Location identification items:
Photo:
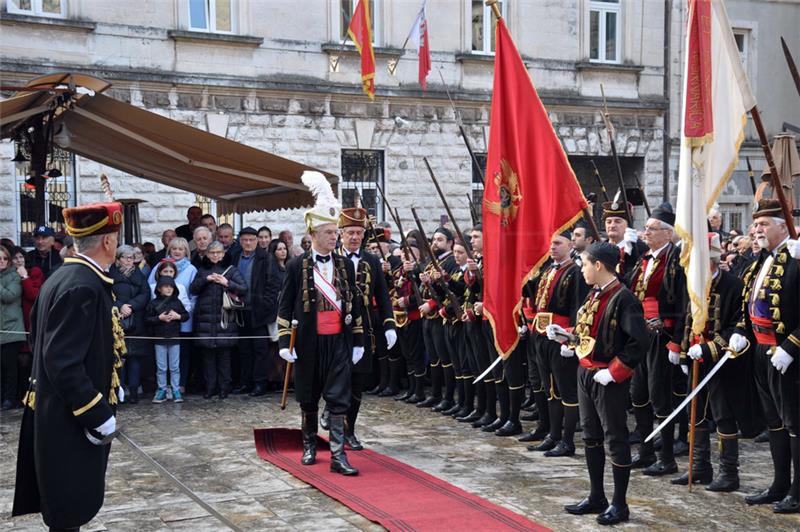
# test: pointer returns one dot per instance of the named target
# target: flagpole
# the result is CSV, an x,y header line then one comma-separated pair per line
x,y
776,182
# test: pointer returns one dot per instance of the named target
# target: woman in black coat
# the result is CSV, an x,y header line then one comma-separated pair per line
x,y
210,320
132,295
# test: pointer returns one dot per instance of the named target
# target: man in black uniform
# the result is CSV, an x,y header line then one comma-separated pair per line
x,y
772,315
659,282
379,331
70,406
557,293
610,340
442,372
723,393
320,292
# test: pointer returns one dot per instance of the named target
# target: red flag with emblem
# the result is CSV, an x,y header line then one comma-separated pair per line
x,y
531,191
360,32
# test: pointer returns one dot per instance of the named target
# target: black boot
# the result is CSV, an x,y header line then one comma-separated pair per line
x,y
618,511
728,478
702,472
666,464
419,390
309,429
791,503
596,502
490,412
512,427
393,388
644,424
781,464
339,463
501,389
350,437
325,420
436,388
383,364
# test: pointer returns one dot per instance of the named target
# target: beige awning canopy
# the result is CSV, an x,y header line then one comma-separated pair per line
x,y
157,148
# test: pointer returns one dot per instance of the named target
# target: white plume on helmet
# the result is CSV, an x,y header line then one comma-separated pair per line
x,y
327,206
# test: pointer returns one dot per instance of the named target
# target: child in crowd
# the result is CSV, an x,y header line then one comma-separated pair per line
x,y
165,314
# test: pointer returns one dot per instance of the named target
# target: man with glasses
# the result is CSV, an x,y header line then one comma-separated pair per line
x,y
658,280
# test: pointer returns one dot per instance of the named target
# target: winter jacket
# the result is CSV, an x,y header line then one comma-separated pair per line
x,y
159,305
134,291
11,307
208,313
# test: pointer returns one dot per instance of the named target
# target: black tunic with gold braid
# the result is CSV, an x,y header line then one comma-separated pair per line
x,y
78,346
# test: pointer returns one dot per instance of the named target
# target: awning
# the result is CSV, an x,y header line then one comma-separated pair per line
x,y
157,148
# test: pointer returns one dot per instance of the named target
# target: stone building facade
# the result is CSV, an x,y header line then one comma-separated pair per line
x,y
261,72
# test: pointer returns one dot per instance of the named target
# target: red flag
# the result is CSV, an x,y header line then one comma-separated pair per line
x,y
360,32
531,191
419,33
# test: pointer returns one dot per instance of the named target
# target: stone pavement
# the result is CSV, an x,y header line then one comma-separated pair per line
x,y
209,446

GOAL: Repeat everything in the records precisely. Images are excluded from the copy.

THE RESULT:
Photo:
# test: pointer returns one dot per instance of the named target
# target: flagpole
# the result is CSV, an x,y header line then one comma-separated pair per line
x,y
776,182
# test: pointer returns one dot per instance of the named target
# target: woman in black coat
# the result is CSV, an x,y header line then one comma-separated pair per line
x,y
210,320
132,295
# test: pointer returns one dot per instance of the named target
# target: man in black uniform
# the result is CSV, an x,y header line then one comma-separated pair per line
x,y
772,315
659,282
379,331
70,406
557,293
610,340
442,372
723,393
320,292
# test: pointer returns one dot per instance of the named target
# target: red flag with emblem
# the result is CSV, an x,y header line then one comma-separated pair per line
x,y
531,191
360,32
# test: pointer returns one dot per instance of the named target
# target: black boot
# the result is CSV, an x,y header line then one comma-separated pair per line
x,y
618,511
728,478
702,472
666,464
419,390
309,429
791,503
596,502
490,412
512,427
393,388
644,424
781,464
339,463
501,389
350,437
325,420
436,388
383,364
# test: pointer returns one dot per instance of the named target
# target: beige awning canopy
# the result is CSV, an x,y header line then one comma-separated pair per line
x,y
157,148
# test: pointer returns one dot per instance of the named target
# target: white plume on helmet
# the result is CSV, an x,y header line then one comma-separated pair per line
x,y
327,206
# test: pointer returns one dot per instance of the named target
# target: child in crowd
# the result is CSV, an x,y header line then one comma-separated pair per line
x,y
165,314
# test: pointer returns one dot per instance of the named target
# target: man with glasses
# the result is CSV, an x,y header line then one comma-separated pair per line
x,y
658,280
# test: pointer returns one dot per instance of the named target
# target: winter jacket
# the result is CSV, an x,y header line then one comma-separated pair per line
x,y
159,305
134,291
11,307
208,313
# test: pointer returns one dot per instance of the named target
# target: black tunic with gold braid
# the result is CSV, an x,y header line then one comma-separated pair per line
x,y
78,346
# test: pointer returns one dot per instance of the named target
# target: awning
# the result is CSV, an x,y header line then one comma-separated pair per line
x,y
157,148
# test: pointer returns one dot per instance of the named target
# target: stone building facade
# the result is CSV, an x,y header line then one comma-separated pair per line
x,y
261,72
# test: pointer returns one dot per instance of the named target
# target: red flag
# the result is CSV, an x,y header line then one comma-separated pair per line
x,y
360,32
531,191
419,33
# test: pointer returns one dot per instance of the named target
# target: stone pavement
# the result is CSV, an x,y header line then one comma-separated pair per line
x,y
209,446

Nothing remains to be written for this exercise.